[Start Stored rows]

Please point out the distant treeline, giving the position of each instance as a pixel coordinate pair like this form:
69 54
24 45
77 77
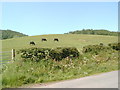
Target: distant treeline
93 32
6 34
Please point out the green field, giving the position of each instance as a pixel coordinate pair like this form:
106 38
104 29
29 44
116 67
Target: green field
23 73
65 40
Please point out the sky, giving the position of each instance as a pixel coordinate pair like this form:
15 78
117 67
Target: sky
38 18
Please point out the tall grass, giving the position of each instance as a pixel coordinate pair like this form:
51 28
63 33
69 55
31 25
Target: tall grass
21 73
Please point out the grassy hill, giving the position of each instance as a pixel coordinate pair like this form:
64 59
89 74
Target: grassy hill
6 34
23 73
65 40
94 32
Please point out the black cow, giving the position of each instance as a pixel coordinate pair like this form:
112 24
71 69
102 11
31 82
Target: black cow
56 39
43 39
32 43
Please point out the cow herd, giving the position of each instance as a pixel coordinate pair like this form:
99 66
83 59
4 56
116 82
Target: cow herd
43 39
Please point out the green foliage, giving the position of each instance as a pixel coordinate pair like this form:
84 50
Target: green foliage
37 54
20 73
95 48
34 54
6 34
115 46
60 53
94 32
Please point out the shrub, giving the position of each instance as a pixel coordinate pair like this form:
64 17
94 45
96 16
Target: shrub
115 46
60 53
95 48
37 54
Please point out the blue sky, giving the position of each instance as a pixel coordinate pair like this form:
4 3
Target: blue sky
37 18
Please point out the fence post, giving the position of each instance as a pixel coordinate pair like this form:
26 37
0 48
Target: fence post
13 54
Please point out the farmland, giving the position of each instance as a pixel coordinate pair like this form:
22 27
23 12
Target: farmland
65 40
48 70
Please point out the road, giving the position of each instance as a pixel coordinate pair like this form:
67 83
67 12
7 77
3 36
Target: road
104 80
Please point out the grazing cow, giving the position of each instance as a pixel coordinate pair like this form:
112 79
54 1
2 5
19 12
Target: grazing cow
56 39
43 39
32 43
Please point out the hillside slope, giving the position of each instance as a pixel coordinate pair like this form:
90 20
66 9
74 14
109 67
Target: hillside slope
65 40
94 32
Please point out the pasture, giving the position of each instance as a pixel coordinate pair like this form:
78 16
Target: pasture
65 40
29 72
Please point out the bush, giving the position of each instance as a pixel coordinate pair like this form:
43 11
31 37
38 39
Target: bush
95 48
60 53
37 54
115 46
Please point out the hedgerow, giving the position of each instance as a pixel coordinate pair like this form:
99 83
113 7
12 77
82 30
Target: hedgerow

[End Stored rows]

> [Your objective] Transcribe all of the data above line for line, leaving out the picture.

> [Answer]
Please point out the distant treeline, giving the position of each instance as a pixel coordinate pair like this form:
69 54
24 45
77 77
Target: distant treeline
93 32
6 34
Please point out the green field, giving the position of each instance as a pixel coordinate pair like this form:
106 38
104 29
29 44
116 67
Target: green field
23 73
65 40
Please point out the sky, giving the position of each instance as a pixel coordinate pair like this form:
15 78
117 67
Target: sky
38 18
Please point out the tall grass, giving the position of each instance as a pixel coordinate pair like this form:
51 28
63 33
69 55
31 25
Target: tall grass
21 73
Please point out the grassy hill, giving the position of each instance as a pixel coordinate pair like this form:
64 59
89 74
Target: grassy hill
6 34
23 73
65 40
94 32
Please point out the black cow, giving the position of each instance as a pixel coordinate pair like this form:
112 24
71 69
102 11
31 82
Target: black cow
56 39
43 39
32 43
Please point out the cow herd, giving the position of each instance as a pixel coordinate pair like this form:
99 66
83 59
4 56
116 82
Target: cow herd
43 39
Please point out the green foliage, giving the position of each instance as a pixel coordinate pair like this form:
84 50
Target: green foliage
37 54
20 73
95 48
34 54
6 34
115 46
60 53
94 32
Please point out the shrub, giving the position of each instance as a pixel coordinate pair like this form:
64 17
94 45
96 16
Target: shrub
115 46
60 53
95 48
37 54
Please point out the blue sky, giving the position of each instance as a pixel coordinate pair like this form:
4 3
Target: blue sky
37 18
Please point out the fence post, giving the position of each instance as a pixel coordinate pair like this form:
26 37
0 48
Target: fence post
13 54
Please point out the farmland, giving the position of each instance as a pixel coordinate pair like this form:
22 27
23 12
Target: farmland
65 40
48 70
Please point out the road, giving the position of each instance as a pixel coordinate pair like this form:
67 83
67 12
7 77
3 36
Target: road
104 80
Please point out the grazing cow, giving the position of each instance as a pixel coordinate pair like this form:
112 79
54 1
2 5
19 12
Target: grazing cow
56 39
43 39
32 43
Please point out the hillside slope, giving the position of each instance as a pixel coordinate pair like this form:
90 20
66 9
74 14
109 67
Target: hillside slope
65 40
94 32
Please point out the pasture, giving the position of each instance as a pixel coordinate pair like this form:
78 16
Target: pasture
65 40
29 72
Please point out the bush, giving the position of each instance as a pixel coordinate pair like this form:
43 11
31 37
38 39
Target: bush
95 48
60 53
37 54
115 46
Please point out the hedgerow, giving the position of each instance as a pixel coordinate pair like this form:
99 83
113 7
12 77
82 30
Target: hedgerow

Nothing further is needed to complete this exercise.